*Exercise:*
Copy out every line of the data where the word "yard" is found.

*Given information:*

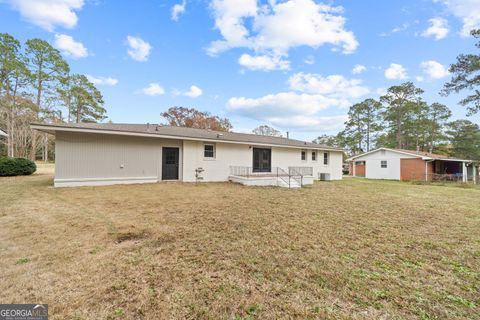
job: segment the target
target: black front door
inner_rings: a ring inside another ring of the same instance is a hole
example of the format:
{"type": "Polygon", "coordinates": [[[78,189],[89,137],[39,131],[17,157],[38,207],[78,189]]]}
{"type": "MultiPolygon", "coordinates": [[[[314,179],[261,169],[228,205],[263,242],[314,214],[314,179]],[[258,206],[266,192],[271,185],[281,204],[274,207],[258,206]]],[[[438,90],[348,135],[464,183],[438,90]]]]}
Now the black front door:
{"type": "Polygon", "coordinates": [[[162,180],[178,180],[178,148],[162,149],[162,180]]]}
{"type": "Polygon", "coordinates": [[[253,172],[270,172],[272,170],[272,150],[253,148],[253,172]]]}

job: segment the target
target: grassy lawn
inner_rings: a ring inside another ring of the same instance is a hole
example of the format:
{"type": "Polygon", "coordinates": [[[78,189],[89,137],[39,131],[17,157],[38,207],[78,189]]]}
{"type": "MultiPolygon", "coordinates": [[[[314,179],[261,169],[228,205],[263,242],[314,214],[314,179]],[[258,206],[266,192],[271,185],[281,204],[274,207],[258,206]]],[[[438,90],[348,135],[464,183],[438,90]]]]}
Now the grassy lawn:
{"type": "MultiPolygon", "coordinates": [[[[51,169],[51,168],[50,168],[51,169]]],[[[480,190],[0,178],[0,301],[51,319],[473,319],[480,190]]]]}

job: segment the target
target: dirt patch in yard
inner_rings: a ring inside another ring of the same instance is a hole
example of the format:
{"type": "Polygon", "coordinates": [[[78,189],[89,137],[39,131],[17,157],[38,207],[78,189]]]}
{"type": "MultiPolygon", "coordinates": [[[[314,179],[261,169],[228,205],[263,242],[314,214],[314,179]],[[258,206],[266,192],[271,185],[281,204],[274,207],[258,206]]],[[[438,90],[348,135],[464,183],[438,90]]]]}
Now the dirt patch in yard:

*Expected output:*
target: dirt patch in yard
Now the dirt patch in yard:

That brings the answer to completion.